WHAT THE TASK ASKS: Take the entries below and print only the lines from the one with "negative clicks: (494, 488)" through the one with "positive clicks: (563, 146)", exactly as they stand, both ends included.

DATA SHOWN:
<<<<

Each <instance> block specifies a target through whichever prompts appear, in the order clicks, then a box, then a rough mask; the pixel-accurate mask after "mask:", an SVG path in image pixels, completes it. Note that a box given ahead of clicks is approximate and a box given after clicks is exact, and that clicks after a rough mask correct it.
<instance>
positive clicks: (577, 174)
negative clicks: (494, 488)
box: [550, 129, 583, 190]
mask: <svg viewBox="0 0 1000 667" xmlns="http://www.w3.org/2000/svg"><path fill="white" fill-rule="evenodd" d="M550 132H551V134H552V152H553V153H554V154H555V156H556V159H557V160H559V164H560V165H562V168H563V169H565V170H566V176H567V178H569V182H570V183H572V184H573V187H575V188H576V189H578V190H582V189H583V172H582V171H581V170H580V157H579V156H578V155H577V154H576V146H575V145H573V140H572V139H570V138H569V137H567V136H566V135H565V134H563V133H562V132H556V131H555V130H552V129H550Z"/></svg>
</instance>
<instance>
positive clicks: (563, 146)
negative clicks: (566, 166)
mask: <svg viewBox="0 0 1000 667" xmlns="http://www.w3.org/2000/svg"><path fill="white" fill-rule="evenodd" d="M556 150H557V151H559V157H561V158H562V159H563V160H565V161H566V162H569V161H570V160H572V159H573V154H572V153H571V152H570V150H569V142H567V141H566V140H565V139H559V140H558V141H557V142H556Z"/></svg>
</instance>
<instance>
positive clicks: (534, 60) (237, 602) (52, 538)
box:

>>>>

RESPONSE TO THIS TASK:
negative clicks: (494, 488)
box: [550, 129, 583, 190]
mask: <svg viewBox="0 0 1000 667" xmlns="http://www.w3.org/2000/svg"><path fill="white" fill-rule="evenodd" d="M550 132H551V134H552V152H553V153H554V154H555V156H556V159H557V160H559V164H560V165H562V168H563V169H565V170H566V176H567V178H569V182H570V183H572V184H573V187H575V188H576V189H578V190H582V189H583V172H582V171H581V170H580V157H579V156H578V155H577V154H576V146H575V145H573V140H572V139H570V138H569V137H567V136H566V135H565V134H563V133H562V132H556V131H555V130H552V129H550Z"/></svg>
</instance>
<instance>
positive clicks: (563, 146)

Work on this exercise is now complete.